*TUGAS ANDA:*
1 > Ringkaslah teks kaidah muamalah di bawah ini dalam dua kalimat.
2 > Jawablah pertanyaan berikut berdasarkan teks kaidah muamalah di bawah ini.
(a) Menurut terjemahan surah Al-Baqarah ayat 219, mana yang lebih besar pada khamar dan judi, dosanya atau manfaatnya?
(b) Dari akar kata apa kata mashlahat berasal secara etimologi?
(c) Menurut syariat, mengapa riba mengandung bahaya?

*HALAMAN:*
- - -

1. Sumber kaidah
a. Al-Quran surah Al-Baqarah ayat 219:
Artinya: Mereka bertanya kepadamu tentang khamar dan judi. Katakanlah: pada keduanya itu terdapat dosa besar dan beberapa manfaat bagi manusia, tetapi dosa keduanya lebih besar dari manfaatnya. Dan mereka bertanya kepadamu apa yang mereka nafkahkan. Katakanlah: yang lebih dari keperluan. Demikianlah ALLAH menerangkan ayat-ayat-Nya kepadamu supaya kamu berfikir.
b. Al-Quran surah al-Nisa ayat 111:
Artinya: Barang siapa yang mengerjakan dosa, maka sesungguhnya ia mengerjakannya untuk (kemudharatan) dirinya sendiri. Dan Allah Maha Mengetahui lagi Maha Bijaksana.
Qaidah muamalah yang kedua ini adalah masuk apa saja perbuatan muamalah yang di dalamnya mengandung manfaat dan tidak mengandung mudharat di bolehkan, tetapi jika perbuatan muamalah itu mengandung mudharat, maka di haramkan.
Dalam syariat islam, maka tujuan diadakannya hukum, termasuk bagian muamalah adalah untuk mendapat kemaslahatan, dan menjauhi kemudhadatan. Setiap kemaslahatan mengandung manfaat, dan setiap kemudharatan mengandung bahaya.
Kata mashlahat secara etimologi merupakan akar kata saluha. Kata ini di gunakan untuk menunjukkan jika seseorang menjadi (berkeadaan atau tabiat) baik, tidak menyimpang, adil, saleh atau jujur. Kata ini secara alternatif juga menunjukkan keadaan yang mengandung kebijakan-kebijakan tersebut. 100 maslahah berarti juga sebab, cara atau tujuan yang baik, yang bermanfaat. Secara umum, maslahah biasa di beri muatan pengertian dengan ungkapan yang masyhur yaitu (mengusahakan keuntungan dan menyingkirkan bahaya) bentuk jamaknya adalah mashalih yaitu kerusakan. Mafsadat dan adalah sesuatu yang menimbulkan kemudharatan.
Segala sesuatu yang di syariat kan oleh islam tentu memiliki kemaslahatan dan mengandung manfaat, sebaliknya segala sesuatu yang di larang oleh islam adalah mafsadat dan mengandung bahaya. Ketentuan syariat yang menyatakan ada manfaat dan mudharat akan terkadang berbeda dengan ketentuan akal manusia. Seperti perbuatan yang menurut akal adalah maslahat dan mengandung manfaat, karena dengan riba mendapatkan keuntungan dalam bertransaksi di dapat dengan mudah, tetapi menurut syariat adalah mafsadat dan mengandung bahaya, karena menyengsarakan bagi mereka yang bertransaksi.

- - -

*KUTIPAN CATATAN:*
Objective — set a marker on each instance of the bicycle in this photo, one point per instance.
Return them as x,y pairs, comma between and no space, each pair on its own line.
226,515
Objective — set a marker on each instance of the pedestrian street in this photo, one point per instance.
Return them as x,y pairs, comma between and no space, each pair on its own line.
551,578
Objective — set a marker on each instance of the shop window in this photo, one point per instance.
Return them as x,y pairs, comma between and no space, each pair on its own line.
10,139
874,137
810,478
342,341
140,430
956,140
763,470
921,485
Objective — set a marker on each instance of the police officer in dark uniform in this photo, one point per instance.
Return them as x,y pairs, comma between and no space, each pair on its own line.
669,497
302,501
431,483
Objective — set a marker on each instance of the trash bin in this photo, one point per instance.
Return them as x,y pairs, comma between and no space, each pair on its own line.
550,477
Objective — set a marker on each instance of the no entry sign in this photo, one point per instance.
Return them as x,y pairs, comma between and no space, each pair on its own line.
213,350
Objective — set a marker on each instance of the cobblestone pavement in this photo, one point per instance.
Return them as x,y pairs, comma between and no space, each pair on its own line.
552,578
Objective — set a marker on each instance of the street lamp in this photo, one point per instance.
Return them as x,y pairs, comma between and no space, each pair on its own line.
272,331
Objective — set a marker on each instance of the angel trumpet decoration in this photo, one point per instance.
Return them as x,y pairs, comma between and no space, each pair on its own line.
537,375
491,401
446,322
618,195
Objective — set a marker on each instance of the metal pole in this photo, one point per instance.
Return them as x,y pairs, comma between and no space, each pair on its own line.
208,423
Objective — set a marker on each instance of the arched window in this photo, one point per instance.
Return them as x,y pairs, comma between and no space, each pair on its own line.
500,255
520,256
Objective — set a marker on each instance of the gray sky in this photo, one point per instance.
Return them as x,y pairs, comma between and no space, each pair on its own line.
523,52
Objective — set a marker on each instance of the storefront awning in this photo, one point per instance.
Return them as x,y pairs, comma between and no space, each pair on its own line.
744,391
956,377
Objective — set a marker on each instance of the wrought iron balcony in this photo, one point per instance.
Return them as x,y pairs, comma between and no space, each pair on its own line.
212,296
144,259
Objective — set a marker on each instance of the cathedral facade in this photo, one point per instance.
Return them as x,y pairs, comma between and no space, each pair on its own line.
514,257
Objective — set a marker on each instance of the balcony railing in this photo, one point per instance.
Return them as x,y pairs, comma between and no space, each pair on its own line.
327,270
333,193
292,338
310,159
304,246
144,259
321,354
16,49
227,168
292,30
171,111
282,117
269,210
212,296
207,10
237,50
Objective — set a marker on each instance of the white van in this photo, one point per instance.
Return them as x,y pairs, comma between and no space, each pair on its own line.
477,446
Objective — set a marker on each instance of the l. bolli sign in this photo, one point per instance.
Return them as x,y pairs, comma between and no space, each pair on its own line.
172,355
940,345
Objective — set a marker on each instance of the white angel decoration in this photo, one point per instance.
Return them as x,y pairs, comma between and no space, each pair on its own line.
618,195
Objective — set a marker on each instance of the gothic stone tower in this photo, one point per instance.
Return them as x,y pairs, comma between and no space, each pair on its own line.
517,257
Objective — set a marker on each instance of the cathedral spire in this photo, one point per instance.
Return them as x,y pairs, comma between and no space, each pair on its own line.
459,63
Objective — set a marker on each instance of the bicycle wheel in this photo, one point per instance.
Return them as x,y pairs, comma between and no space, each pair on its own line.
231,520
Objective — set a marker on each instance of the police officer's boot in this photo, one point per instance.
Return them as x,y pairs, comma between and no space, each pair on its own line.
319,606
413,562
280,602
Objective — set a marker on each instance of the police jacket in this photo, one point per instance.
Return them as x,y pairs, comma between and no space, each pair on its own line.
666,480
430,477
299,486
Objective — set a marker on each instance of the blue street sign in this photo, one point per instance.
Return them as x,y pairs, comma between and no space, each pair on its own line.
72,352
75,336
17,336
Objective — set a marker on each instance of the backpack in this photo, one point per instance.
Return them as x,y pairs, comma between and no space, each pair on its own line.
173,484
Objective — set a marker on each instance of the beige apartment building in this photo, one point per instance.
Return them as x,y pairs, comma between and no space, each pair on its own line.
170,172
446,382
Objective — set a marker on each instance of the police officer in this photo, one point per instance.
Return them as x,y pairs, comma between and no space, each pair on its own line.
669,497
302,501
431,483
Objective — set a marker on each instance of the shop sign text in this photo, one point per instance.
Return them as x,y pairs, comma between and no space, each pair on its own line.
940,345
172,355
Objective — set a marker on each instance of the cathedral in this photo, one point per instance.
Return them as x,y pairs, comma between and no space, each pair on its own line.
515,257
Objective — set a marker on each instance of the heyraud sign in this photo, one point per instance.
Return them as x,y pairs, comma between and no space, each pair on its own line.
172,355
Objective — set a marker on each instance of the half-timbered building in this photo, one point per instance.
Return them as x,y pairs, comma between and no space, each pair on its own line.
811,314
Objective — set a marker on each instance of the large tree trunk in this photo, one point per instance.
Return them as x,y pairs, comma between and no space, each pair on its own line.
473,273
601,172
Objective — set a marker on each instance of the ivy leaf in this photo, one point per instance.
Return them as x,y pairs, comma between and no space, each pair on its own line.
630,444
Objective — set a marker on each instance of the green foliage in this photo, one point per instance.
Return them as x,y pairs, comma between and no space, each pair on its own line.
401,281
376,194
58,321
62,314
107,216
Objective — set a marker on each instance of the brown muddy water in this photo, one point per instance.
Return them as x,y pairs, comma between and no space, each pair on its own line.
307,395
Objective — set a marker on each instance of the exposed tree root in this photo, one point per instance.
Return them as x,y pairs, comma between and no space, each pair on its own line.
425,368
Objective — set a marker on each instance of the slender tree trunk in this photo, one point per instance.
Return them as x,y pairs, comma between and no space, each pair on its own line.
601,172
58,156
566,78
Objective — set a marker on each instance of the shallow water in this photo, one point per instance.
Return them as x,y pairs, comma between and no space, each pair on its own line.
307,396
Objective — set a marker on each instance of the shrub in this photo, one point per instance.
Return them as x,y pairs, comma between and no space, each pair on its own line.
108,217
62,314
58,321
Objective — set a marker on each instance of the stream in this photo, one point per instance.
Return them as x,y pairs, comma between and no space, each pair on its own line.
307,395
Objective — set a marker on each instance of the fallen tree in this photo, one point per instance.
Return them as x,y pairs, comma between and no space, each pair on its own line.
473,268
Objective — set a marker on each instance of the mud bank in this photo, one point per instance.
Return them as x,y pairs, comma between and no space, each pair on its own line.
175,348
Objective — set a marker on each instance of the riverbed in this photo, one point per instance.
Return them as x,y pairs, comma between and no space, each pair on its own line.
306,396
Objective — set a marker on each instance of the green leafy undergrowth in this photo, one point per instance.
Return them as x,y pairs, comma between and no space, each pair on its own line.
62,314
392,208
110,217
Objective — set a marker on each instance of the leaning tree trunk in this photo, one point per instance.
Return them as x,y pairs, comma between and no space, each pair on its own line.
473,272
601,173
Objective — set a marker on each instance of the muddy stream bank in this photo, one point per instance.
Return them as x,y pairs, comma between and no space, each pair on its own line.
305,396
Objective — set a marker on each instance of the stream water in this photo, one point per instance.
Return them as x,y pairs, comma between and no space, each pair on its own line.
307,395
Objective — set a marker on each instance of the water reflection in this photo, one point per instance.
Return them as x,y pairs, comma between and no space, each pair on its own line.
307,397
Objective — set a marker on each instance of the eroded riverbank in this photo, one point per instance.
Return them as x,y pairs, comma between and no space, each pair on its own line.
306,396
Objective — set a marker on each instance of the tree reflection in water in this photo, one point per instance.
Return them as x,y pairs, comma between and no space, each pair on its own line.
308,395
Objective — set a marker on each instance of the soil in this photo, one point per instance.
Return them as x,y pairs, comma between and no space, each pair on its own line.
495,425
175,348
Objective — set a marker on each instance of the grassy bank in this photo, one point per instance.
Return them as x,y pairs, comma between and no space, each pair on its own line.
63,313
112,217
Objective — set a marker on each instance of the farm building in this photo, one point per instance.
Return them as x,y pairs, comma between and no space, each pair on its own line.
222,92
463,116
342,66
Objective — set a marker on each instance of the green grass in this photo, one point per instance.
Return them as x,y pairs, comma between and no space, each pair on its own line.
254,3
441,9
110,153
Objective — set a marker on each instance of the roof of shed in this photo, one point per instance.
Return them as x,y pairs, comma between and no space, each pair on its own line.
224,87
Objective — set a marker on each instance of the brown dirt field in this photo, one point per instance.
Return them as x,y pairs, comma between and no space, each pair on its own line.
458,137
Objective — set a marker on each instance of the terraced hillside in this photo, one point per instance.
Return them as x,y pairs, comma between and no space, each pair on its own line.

- - -

*KUNCI JAWABAN LATIHAN:*
1 > Kaidah muamalah ini bersumber dari surah Al-Baqarah ayat 219 dan al-Nisa ayat 111, dan menyatakan bahwa perbuatan muamalah yang mengandung manfaat dan tidak mengandung mudharat dibolehkan, sedangkan yang mengandung mudharat diharamkan. Ketentuan syariat tentang manfaat dan mudharat terkadang berbeda dengan akal manusia, seperti riba yang menurut akal menguntungkan tetapi menurut syariat adalah mafsadat karena menyengsarakan mereka yang bertransaksi.

2 >
(a) Dosanya lebih besar dari manfaatnya.
(b) Dari akar kata saluha.
(c) Karena riba menyengsarakan mereka yang bertransaksi.